• SUPPLIED PASSAGE
[start]
Memory card connector with card lock

Abstract

A memory card connector includes an insulative housing which at least in part defines a card-receiving space for the insertion thereinto of a memory card. A cover is positioned over at least a part of the housing. A card eject mechanism is mounted on the housing and includes a slide member movable with the memory card in an insertion/ejection direction. An elongated card locking spring member is interengageable between the slide member and the memory card and includes a fulcrum portion intermediate opposite ends of the elongated spring member and engageable with the cover to bias a locking end of the spring member into engagement with the memory card.

Description

FIELD OF THE INVENTION

[0001] This invention generally relates to the art of electrical connectors and, particularly, to a memory card connector having a locking member to lock the memory card in its inserted position.

BACKGROUND OF THE INVENTION

[0002] Memory cards are known in the art and contain intelligence in the form of a memory circuit or other electronic program. Some form of card reader reads the information or memory stored on the card. Such cards are used in many applications in today's electronic society, including video cameras, digital still cameras, smartphones, PDA's, music players, ATMs, cable television decoders, toys, games, PC adapters, multi-media cards and other electronic applications. Typically, a memory card includes a contact or terminal array for connection through a card connector to a card reader system and then to external equipment. The connector readily accommodates insertion and removal of the card to provide quick access to the information and program on the card. The card connector includes terminals for yieldingly engaging the contact array of the memory card.

[0003] A typical memory card connector includes some form of dielectric housing which is covered by a metal shell. The metal shell may be stamped and formed of sheet metal material and formed substantially into a box-shape. The metal shell and the housing combine to define a card-receiving cavity. One end of the cavity is open to form a card-insertion opening. The dielectric housing may be generally L-shaped or U-shaped and includes a rear terminal-mounting section at the rear of the cavity, and a longitudinal side wall section extends forwardly from one or both ends of the rear section at one or both sides of the cavity. The contacts or terminals of the connector are mounted on the rear section. The metal shell has a top plate substantially covering the dielectric housing, with side plates extending downwardly over the side wall sections of the housing. The side plates of the metal shell and/or the side wall sections of the housing define the sides of the card-receiving cavity.
[end]
• REQUIRED ACTIONS
**A.** From the memory card connector description, write out the passage that begins at the words "A memory card connector includes" and stops after the words "with the memory card.".
**B.** According to the memory card connector description, what material may the metal shell be stamped and formed from?
**C.** Continue the memory card connector description from its last sentence.

• GIVEN DATA
[start]
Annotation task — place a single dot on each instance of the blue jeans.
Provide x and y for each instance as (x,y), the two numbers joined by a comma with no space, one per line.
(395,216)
[end]
• EXPECTED OUTPUTS
**A.**
A memory card connector includes an insulative housing which at least in part defines a card-receiving space for the insertion thereinto of a memory card. A cover is positioned over at least a part of the housing. A card eject mechanism is mounted on the housing and includes a slide member movable with the memory card in an insertion/ejection direction. An elongated card locking spring member is interengageable between the slide member and the memory card and includes a fulcrum portion intermediate opposite ends of the elongated spring member and engageable with the cover to bias a locking end of the spring member into engagement with the memory card.

**B.** Sheet metal material.

**C.**
[0004] The memory card connector often is mounted on the top surface of a printed circuit board, and solder tail portions of the terminals are connected, as by a reflow soldering process, to appropriate circuit traces on the board. The connector often includes some form of eject mechanism to facilitate ejecting a memory card from the card-receiving cavity of the housing. The eject mechanism often is mounted on one of the side wall sections of the L-shaped or U-shaped housing.

[0005] FIGS. 1 and 2 show a typical memory card connector, generally designated 12, according to the prior art. The connector includes an insulative housing, generally designated 14, having a rear terminal-mounting section 16 and a pair of side wall sections 18 and 20 extending forwardly from opposite ends of the rear section and defining a card-receiving space 22 for insertion thereinto of a memory card in the direction of arrow “A”. A plurality of conductive terminals, generally designated 24, are mounted through rear section 16 of the housing. The terminals have contact arms 24a projecting forwardly into the card-receiving space for engaging appropriate contacts on the memory card. The connector is adapted for mounting on a printed circuit board, and terminals 24 have tail portions 24b for connection, as by soldering to appropriate circuit traces on the printed circuit board. An inverted U-shaped metal cover, generally designated 26, is mounted over the top of the housing and has a top plate 26a spanning the card-receiving space 22 as seen in FIG. 2.

[0006] Connector 12 includes a card eject mechanism, generally designated 28, mounted on side wall section 18 of the housing. The eject mechanism includes a slide member, generally designated 30. The slide member includes a body portion 32a which slides within a passage 32 in side wall section 18. The slide member has a card-engaging portion 30b which engages one corner of the memory card as the memory card is inserted into the connector and ejected therefrom.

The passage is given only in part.